_Problem to work on_
Copy everything from the line containing "Detect van's side window." down to the line containing "[0,0,1345,451]", replacing "overcast" with "cloudy" and leaving everything else unchanged.

— START OF Data for processing —

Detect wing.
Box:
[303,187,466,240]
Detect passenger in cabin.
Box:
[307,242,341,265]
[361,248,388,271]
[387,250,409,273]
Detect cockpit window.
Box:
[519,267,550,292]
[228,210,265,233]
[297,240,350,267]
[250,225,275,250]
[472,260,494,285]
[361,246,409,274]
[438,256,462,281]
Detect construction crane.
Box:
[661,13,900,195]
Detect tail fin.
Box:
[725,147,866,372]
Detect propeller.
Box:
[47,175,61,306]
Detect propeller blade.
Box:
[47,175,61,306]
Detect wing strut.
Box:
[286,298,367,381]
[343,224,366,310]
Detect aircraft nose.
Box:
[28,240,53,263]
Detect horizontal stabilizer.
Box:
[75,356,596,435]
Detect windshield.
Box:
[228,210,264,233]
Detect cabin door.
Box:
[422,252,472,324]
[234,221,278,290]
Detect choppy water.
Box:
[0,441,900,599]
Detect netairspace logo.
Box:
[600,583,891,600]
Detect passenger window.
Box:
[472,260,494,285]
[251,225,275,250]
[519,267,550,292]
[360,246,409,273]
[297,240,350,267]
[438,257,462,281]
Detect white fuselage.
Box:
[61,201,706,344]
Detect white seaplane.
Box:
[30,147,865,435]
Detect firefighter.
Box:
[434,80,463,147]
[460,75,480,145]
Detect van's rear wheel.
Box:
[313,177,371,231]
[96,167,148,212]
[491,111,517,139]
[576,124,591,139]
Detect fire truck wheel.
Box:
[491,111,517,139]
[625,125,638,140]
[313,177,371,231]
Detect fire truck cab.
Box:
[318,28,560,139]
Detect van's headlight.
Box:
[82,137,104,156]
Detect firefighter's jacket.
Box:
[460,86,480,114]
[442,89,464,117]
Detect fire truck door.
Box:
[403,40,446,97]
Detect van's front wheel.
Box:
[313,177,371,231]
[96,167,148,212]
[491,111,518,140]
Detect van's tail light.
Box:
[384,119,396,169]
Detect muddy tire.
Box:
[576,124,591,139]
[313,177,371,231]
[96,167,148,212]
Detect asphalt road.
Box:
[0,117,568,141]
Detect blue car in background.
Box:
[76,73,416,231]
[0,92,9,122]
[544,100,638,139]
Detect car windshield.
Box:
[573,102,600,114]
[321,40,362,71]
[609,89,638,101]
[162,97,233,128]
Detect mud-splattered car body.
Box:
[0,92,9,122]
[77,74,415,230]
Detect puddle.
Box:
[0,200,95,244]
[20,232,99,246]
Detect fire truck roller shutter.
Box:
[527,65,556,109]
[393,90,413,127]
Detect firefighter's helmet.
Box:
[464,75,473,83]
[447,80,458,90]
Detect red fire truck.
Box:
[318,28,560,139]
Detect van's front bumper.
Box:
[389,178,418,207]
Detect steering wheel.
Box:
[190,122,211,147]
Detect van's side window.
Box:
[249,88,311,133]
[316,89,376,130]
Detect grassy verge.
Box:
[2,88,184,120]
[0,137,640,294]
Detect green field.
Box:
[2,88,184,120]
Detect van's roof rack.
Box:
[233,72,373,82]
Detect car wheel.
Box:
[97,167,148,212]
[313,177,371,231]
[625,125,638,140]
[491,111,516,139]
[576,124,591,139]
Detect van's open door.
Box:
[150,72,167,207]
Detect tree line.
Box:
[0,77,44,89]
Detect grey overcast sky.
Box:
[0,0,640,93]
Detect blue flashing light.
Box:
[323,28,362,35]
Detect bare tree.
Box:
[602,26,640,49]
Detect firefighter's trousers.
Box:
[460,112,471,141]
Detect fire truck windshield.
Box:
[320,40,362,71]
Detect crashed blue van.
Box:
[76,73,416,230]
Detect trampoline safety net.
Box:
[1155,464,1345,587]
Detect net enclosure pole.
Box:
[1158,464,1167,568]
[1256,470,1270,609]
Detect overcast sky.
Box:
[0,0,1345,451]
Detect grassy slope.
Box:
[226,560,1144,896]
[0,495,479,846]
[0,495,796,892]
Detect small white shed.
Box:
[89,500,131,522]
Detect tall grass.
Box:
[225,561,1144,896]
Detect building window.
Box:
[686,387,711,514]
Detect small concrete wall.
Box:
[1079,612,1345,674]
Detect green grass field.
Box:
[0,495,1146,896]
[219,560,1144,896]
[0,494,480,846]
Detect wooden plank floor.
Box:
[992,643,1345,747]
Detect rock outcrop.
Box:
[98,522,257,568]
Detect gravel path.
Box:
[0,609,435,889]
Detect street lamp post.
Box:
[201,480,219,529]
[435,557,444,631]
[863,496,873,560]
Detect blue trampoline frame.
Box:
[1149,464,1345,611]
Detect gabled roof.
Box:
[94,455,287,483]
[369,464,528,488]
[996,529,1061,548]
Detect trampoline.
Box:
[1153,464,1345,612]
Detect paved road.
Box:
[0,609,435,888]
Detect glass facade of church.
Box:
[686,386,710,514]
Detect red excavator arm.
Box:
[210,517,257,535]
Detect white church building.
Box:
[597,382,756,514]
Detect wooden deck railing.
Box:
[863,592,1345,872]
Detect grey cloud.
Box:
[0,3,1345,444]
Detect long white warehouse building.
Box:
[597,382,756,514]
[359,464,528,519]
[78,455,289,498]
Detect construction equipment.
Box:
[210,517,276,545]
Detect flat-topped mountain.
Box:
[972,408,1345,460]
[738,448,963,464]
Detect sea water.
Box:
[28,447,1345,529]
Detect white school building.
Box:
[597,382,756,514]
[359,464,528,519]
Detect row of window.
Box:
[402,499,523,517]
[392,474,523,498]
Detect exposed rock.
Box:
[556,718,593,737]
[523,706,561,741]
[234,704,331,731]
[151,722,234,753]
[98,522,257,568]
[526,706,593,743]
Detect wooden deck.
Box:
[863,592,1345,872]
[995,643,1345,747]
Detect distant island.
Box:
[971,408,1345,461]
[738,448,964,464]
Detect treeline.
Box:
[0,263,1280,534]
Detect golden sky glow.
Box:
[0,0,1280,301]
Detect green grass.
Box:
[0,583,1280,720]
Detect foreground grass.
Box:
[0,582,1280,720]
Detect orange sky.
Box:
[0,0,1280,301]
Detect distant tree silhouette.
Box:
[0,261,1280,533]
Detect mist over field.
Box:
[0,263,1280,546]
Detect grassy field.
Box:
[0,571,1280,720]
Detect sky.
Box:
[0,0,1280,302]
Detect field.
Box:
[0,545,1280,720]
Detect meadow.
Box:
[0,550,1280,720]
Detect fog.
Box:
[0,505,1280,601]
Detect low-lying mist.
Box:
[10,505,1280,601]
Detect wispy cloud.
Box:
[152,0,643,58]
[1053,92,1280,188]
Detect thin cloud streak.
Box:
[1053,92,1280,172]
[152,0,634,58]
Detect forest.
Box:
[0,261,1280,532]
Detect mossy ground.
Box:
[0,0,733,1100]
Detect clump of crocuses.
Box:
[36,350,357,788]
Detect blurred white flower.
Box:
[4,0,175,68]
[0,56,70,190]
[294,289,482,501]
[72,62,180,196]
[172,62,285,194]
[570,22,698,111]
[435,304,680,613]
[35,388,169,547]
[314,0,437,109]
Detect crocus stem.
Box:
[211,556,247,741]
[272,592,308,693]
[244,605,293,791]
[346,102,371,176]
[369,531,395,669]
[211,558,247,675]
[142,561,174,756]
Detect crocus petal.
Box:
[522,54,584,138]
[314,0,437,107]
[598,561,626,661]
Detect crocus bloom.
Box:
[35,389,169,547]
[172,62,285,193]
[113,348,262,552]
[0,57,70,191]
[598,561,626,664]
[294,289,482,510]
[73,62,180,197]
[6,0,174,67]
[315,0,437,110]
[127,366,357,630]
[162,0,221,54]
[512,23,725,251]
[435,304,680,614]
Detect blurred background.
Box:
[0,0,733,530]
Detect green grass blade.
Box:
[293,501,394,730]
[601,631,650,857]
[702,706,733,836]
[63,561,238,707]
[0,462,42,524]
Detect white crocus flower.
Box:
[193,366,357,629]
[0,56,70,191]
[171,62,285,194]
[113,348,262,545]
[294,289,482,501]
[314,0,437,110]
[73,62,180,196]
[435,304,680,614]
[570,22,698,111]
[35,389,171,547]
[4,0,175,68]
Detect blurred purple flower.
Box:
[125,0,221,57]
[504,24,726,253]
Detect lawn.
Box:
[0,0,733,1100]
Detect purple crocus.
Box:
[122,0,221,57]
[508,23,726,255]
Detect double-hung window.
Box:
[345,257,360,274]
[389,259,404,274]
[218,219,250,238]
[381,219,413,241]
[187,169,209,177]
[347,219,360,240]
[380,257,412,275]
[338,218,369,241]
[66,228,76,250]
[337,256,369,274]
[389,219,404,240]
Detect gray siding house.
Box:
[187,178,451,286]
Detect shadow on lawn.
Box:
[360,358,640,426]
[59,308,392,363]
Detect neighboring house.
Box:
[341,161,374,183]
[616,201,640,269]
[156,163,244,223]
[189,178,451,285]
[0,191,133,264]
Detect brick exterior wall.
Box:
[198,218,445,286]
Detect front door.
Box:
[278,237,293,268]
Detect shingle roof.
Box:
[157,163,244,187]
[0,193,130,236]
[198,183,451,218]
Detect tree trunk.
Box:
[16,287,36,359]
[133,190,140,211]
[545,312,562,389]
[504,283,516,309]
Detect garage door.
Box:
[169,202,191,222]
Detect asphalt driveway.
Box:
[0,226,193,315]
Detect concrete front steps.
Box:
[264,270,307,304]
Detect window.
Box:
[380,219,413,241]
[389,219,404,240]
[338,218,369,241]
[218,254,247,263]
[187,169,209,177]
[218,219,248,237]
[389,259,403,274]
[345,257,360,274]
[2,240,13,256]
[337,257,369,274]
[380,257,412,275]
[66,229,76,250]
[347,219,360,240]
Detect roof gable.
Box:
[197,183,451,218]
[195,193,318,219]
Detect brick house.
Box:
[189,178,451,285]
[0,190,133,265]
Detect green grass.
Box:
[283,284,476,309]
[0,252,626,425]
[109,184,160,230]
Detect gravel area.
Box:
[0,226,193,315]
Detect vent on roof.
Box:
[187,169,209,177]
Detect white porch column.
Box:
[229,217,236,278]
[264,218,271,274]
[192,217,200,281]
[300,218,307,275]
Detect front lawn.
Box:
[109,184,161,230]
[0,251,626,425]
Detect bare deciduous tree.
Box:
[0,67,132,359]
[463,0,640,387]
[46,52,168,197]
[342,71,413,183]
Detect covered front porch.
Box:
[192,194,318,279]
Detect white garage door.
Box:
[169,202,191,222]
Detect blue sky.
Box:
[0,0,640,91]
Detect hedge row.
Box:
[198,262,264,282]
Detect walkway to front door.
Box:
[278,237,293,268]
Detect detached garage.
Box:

— END OF Data for processing —

_Full response_
Detect van's side window.
Box:
[249,88,311,133]
[316,89,376,130]
Detect grassy verge.
Box:
[2,88,184,120]
[0,137,640,294]
Detect green field.
Box:
[2,88,184,120]
Detect van's roof rack.
Box:
[233,72,373,82]
Detect car wheel.
Box:
[97,167,148,212]
[313,177,371,231]
[625,125,638,140]
[491,111,516,139]
[576,124,591,139]
Detect van's open door.
Box:
[150,72,167,207]
Detect tree line.
Box:
[0,77,44,89]
Detect grey cloudy sky.
Box:
[0,0,640,93]
Detect blue flashing light.
Box:
[323,28,362,35]
Detect bare tree.
Box:
[602,26,640,49]
Detect firefighter's trousers.
Box:
[460,112,471,141]
Detect fire truck windshield.
Box:
[320,40,362,71]
Detect crashed blue van.
Box:
[76,73,416,230]
Detect trampoline safety net.
Box:
[1155,464,1345,587]
Detect net enclosure pole.
Box:
[1158,464,1167,568]
[1256,470,1270,609]
Detect cloudy sky.
Box:
[0,0,1345,451]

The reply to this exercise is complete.